[start Material]
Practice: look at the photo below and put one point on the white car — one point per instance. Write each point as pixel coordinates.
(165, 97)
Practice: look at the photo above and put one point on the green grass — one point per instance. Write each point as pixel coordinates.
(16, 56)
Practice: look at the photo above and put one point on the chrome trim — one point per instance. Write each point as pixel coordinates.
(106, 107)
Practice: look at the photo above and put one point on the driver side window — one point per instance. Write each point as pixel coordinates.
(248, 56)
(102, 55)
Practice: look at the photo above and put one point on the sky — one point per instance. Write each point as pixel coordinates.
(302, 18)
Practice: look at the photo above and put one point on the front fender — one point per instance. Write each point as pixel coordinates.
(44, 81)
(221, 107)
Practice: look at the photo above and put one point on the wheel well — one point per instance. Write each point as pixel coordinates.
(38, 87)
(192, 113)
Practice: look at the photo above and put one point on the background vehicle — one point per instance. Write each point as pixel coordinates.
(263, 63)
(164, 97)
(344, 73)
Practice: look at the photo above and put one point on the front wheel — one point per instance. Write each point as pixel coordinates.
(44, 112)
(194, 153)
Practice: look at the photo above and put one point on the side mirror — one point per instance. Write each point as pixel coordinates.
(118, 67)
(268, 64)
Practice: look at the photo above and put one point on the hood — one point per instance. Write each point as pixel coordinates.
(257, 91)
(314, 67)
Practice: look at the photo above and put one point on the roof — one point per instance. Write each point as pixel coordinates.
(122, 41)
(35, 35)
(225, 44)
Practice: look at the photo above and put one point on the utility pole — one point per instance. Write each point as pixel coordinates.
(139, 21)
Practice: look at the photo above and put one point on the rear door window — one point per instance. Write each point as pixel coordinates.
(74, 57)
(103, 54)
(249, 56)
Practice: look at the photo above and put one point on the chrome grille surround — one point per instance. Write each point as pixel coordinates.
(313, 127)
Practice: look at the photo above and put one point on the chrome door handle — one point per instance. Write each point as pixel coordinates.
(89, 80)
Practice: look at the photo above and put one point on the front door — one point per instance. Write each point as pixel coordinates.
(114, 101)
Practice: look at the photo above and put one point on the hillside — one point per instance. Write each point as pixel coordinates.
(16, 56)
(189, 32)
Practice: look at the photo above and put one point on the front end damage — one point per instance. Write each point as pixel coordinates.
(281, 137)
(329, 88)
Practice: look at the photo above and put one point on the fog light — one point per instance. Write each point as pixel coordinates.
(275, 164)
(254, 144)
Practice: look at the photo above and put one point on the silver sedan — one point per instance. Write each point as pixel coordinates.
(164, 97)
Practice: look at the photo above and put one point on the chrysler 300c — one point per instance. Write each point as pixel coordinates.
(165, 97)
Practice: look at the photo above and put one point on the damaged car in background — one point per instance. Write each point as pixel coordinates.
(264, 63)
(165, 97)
[end Material]
▸ **Stated goal**
Please turn every line, from the one containing "the chrome door" through the end of the records, into a Markdown table with the columns Row and Record line. Number each line under Row and leave out blank lines.

▸ **Exercise output**
| Row | Record line |
|---|---|
| 1 | Practice: look at the photo above and put one point on the chrome door handle — one point per instance. Write each point as pixel coordinates. |
| 2 | (89, 80) |
| 3 | Practice: look at the photo above and put one point on the front door — one point per instance. Write each point as pixel coordinates. |
| 4 | (114, 101) |
| 5 | Practice: look at the photo above and put one point on the hillside — one point per instance. Write each point as pixel coordinates. |
| 6 | (16, 56) |
| 7 | (189, 32) |
| 8 | Practice: look at the photo above and put one point on the front end damage — one point per instance. Write each point as pixel coordinates. |
| 9 | (281, 137) |
| 10 | (329, 88) |
| 11 | Practice: look at the photo above and put one point on the fog light — one point per instance. Write each point as pixel coordinates. |
| 12 | (275, 164) |
| 13 | (254, 144) |
| 14 | Practice: look at the photo above and put one point on the silver sedan — one point per instance. Write each point as pixel coordinates. |
| 15 | (164, 97) |
| 16 | Practice: look at the photo above and put one point on the chrysler 300c — one point per instance. Write each point as pixel coordinates. |
| 17 | (165, 97) |
| 18 | Practice: look at the photo above and put one point on the damaged car in background — one point per instance. Write each point as pixel coordinates. |
| 19 | (264, 63) |
| 20 | (165, 97) |